■ **Your tasks**:
• a. Using the text about Pleiades support in OTB, explain in one to three sentences why Jpeg2000 compression matters for Pleiades images.
• b. Write a continuation of the text about Pleiades support in OTB, starting right after its final sentence.

■ **Reading text**:
Start of Block

The general philosophy of this new framework is to have to write the processing only once, and then use it from whatever environment, programming language or software you want through one of these access points.

Success !

Even before the official release, success is already showing up :

• A simple python script allows to generate documentation for all the applications,
• A simple python script allows to generate applications file descriptors for integration in external tools like the KEO system from ESA,
• A simple python script allows to perform batched processing chaining several applications,
• Qt GUIs are really nice to use, with a lot of useful features like automatic parameters estimation (for instance, the ortho-rectification application provides you with the best-fit parameters for your image),
• The python interface allows nice integration within QGis,
• And the command-line interface is more robust and easier to use.

Learn more in next posts

If you want to give this a try, clone a the OTB mercurial repository and activate the BUILD_APPLICATIONS flag. You are ready to go ! In the following posts, we will focus on key features that makes this new framework so exciting. But for now, it is time for us to wish you all a merry christmas !

Julien, on behalf of the OTB team

With the Pleiades launch a few weeks ahead, there has been a lot of ongoing work from the OTB team to prepare for these new data. Since a lot of discussions happened off the list, either with phone meetings, or on other mailing lists (we will see later on why), and since we now have a comprehensive knowledge of what the support of Pleiades images in OTB will be, it is about time we explain it to users and developers.

Reminder on Pleiades images

We will start with a reminder : Pleiades images will be available in Jpeg2000 format allowing a high compression rate, tiled in 2048×2048 pixels, so a standard Pleiades image will contain a few hundreds of tiles. A typical Pleiades image size is 40 000 x 40 000 pixels (corresponding to a 20 km by 20 km area), and one of the standard product is a pan-sharpened one, which is a merge of the high resolution panchromatic and lower resolution multispectral imagery to create a single high resolution color image. These images would be very heavy without Jpeg2000 compression : for instance, if the Jpeg2000 file weights 1.7 Go, the decompressed file weights 7.3 Go. To decode those JPEG2000 files, there are a few commercial libraries, the most popular beeing Kakadu. There is also some open-source alternatives, among which OpenJPEG seems to be the most advanced. Of course, for Pleiades support in OTB, we need an open-source solution, even if GDAL can be compiled with a driver based on Kakadu (has to be the commercial version, not the trial one available for free under restrictions of use).

End of Block

Saved entries
Start of Block

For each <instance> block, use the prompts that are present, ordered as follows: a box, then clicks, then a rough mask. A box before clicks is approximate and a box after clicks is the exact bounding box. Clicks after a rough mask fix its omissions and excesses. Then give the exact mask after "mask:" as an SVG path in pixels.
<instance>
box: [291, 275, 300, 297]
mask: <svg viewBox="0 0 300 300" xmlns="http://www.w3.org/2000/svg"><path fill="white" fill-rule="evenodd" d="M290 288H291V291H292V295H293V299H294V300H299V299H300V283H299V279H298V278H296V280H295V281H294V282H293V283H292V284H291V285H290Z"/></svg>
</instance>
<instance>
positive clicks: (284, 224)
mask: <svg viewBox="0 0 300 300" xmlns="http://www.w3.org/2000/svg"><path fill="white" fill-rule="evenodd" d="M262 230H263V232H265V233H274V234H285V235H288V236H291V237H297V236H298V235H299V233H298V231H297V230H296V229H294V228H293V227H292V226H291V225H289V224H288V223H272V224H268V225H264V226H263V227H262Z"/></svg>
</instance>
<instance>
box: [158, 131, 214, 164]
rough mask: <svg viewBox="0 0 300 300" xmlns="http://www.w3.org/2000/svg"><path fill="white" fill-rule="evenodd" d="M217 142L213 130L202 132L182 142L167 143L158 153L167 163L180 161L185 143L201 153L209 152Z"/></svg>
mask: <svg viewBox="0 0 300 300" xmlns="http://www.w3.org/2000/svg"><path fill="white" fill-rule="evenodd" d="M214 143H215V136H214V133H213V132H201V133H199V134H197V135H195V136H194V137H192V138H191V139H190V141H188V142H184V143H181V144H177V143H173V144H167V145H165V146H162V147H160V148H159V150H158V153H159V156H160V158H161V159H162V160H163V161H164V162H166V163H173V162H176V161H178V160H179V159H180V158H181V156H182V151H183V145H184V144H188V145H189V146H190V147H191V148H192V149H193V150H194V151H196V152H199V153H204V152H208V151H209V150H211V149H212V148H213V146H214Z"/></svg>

End of Block

■ **Answers to the tasks**:
• a. Pleiades images are large, typically 40 000 x 40 000 pixels covering a 20 km by 20 km area, and Jpeg2000 allows a high compression rate. Without it the images would be very heavy: a Jpeg2000 file of 1.7 Go becomes 7.3 Go once decompressed.

• b.
Open-source JPEG 2000 implementation

Back in 2007, the OTB people here at CNES already spotted OpenJPEG as the best open-source bet for JPEG2000 support in OTB. Since the library was missing some important features (like partial decoding and MCT support), they set-up a CNES contract with the CS Company in order to add these features to OpenJPEG. But when this contract was over, the new features were not integrated in OpenJPEG trunk but left on a side branch (the so-called v2), because nobody in OpenJPEG community had in-dept knowledge of what had been done in this new version. The development of the trunk went on with bug-fixes and enhancements, while the v2 branch did not evolve. In the meantime, we started a driver in OTB based on the v2 OpenJPEG version, but this was not a sustainable option, because the v2 was barely maintained. Thanks to its more advanced functionnalities, the v2 branch of OpenJPEG also received interest from other FOSS projects in need for advanced decoding capabilities, and got integrated in at least ITK, GDCM and GDAL.

Four months ago, we agreed with the OpenJPEG community that we needed to get the v2 merged with the OpenJPEG trunk. Mickaël Savinaud from the CS OTB team got involved into OpenJPEG development to get the merge between v2 and trunk done, and we now have a full-featured version of OpenJPEG in trunk thanks to his great work and to the support of the OpenJPEG community.

Now, it is time to face the truth : even with this new version, in terms of decoding performances, this state-of-the-art open-source software is way worse than Kakadu : decoding one tile is way slower than with Kakadu, and one tile of 2048×2048 pixels is the atomic unit for decoding (i.e. if you need one pixel, you will still need to first decode the whole tile).

We looked into optimization : reducing file seeking, implementing some macroscopic code optimisation (mainly avoiding pessimisation) of the Tier1 part which is clearly identify as the performances bottleneck (see figure below with profiling reports using kcachegrind). We made some clear progress, but the JPEG2000 standard is complex, and without knowledge of the big picture, we could not gain a lot.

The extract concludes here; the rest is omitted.